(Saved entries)
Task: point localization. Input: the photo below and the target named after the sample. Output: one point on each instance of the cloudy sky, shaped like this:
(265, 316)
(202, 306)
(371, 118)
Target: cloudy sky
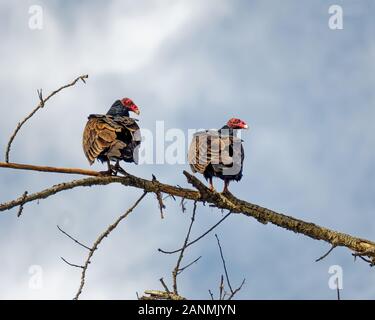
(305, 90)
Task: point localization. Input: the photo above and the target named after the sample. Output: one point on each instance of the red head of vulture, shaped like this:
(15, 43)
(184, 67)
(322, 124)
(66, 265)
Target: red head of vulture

#### [Exercise aim]
Search the data for the word "head" and copy each line where it appears.

#### [Written solution]
Task: point localization. Input: the photo above and the target named after the sample. Output: one point on each instance of the red head of vulture, shaped like this:
Target: red head of vulture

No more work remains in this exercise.